Provided data:
***
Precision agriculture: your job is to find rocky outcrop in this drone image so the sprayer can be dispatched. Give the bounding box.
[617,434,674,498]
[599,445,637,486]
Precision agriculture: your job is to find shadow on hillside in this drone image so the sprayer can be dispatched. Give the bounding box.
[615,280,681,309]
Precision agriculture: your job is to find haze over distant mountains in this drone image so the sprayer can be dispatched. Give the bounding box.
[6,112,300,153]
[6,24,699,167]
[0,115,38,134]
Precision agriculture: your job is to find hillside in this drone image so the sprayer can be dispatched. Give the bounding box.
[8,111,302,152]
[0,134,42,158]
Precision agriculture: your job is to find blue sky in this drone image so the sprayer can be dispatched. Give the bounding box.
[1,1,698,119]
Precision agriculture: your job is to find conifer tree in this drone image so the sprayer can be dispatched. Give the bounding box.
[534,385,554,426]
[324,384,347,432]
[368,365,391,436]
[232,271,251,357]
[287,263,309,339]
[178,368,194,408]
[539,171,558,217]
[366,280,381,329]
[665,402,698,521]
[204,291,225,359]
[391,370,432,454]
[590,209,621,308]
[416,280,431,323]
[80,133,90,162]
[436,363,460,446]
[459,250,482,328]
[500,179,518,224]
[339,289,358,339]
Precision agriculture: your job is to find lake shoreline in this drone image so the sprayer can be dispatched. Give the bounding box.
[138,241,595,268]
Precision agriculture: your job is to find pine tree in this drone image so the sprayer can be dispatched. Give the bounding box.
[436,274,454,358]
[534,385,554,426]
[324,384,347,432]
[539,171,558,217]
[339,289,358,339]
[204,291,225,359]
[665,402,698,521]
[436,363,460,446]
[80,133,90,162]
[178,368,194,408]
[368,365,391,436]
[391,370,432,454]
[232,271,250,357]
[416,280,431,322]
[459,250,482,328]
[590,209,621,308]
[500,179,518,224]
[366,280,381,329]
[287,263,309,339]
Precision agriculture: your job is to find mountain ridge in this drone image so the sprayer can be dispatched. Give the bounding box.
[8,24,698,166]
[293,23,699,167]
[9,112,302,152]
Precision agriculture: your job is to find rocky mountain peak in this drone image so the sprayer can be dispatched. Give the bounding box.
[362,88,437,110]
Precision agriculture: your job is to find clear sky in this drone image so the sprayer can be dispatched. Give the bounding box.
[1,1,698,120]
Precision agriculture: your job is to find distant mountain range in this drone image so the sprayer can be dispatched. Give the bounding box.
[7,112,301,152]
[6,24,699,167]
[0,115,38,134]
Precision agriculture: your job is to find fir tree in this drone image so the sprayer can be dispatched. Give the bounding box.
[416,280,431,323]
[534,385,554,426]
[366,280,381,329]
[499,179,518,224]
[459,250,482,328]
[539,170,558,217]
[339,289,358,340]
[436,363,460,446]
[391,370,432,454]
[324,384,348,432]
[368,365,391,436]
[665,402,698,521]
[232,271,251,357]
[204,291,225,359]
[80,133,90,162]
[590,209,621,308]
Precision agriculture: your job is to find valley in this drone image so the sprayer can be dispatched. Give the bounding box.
***
Exercise:
Each record above must be restated in full, word for word.

Task solution:
Precision agriculture: your job is to find rocky outcrop in this drone image so the sprayer can be dispatched. Give the bounding box.
[617,434,674,498]
[599,445,637,486]
Precision agriculture: your job is to find shadow on hillside in this drone image so the sprayer can be dispatched. Give the bounding box.
[615,280,681,309]
Precision agriculture: your job is to find haze over distant mountains in this drone image so the sprayer can be dispatched. Give the bounding box.
[6,112,300,153]
[6,24,699,167]
[0,115,38,134]
Precision agriculture: your job is to find hillside in this drone image so the sprayer can be dispatched. Give the bounding box.
[8,111,302,152]
[0,134,42,158]
Precision agriculture: your job is to find blue sky in this drone image so the sprayer can be dispatched. Give the bounding box.
[1,1,698,119]
Precision agriculture: your job is to find conifer tree in this drone image so the sprayer can be dispatched. Give the bounding box.
[534,385,554,426]
[324,384,347,432]
[368,365,391,436]
[232,271,251,357]
[287,263,309,339]
[178,368,194,408]
[539,171,558,217]
[366,280,381,329]
[665,402,698,521]
[204,291,225,359]
[391,370,432,454]
[590,209,621,308]
[416,280,431,323]
[80,133,90,162]
[436,363,460,446]
[459,250,482,328]
[500,179,518,224]
[339,289,358,339]
Precision agriculture: your job is to find lake shoreline in this drone image so the sprayer can be dispatched. Give the bounding box.
[138,241,595,268]
Precision agriculture: your job is to find pine tree in this drone image so the sprayer can be dispatched. Give the bounding box.
[436,274,454,358]
[534,385,554,426]
[324,384,347,432]
[539,171,558,217]
[339,289,358,339]
[204,291,225,359]
[665,402,698,521]
[436,363,460,446]
[80,133,90,162]
[178,368,194,408]
[368,365,391,436]
[391,370,432,454]
[232,271,250,357]
[416,280,431,322]
[459,250,482,328]
[590,209,621,308]
[500,179,518,224]
[366,280,381,329]
[287,263,309,339]
Precision agriculture: your job is to find mountain ridge in this drone image so the sprayer can be dispatched. Give the bounding box.
[8,24,698,166]
[293,23,699,167]
[9,112,302,152]
Precision agriculture: your job is to find rocky mountain peak in this drone image so the sprayer can be dispatched. Give the bounding box.
[362,88,437,110]
Precision agriculture: your job is to find clear sky in this drone image so the sprayer can be dispatched. Give the bounding box.
[1,1,698,120]
Precision agriculture: your job is to find distant mountain range in this drone image so the sprayer can be dispatched. Give the bounding box.
[7,112,301,152]
[6,24,699,167]
[0,115,38,134]
Precision agriculture: your job is to find fir tree in this drone image so the sprayer can be dispatched. Give the bounding box.
[416,280,431,323]
[534,385,554,426]
[366,280,381,329]
[499,179,518,224]
[459,250,482,328]
[539,170,558,217]
[339,289,358,340]
[436,363,460,446]
[391,370,432,454]
[324,384,348,432]
[368,365,391,436]
[665,402,698,521]
[232,271,251,357]
[204,291,225,359]
[80,133,90,162]
[590,209,621,308]
Precision agriculture: your job is to find valley in this drone image so the sprayer can be dispatched. Give the bounding box.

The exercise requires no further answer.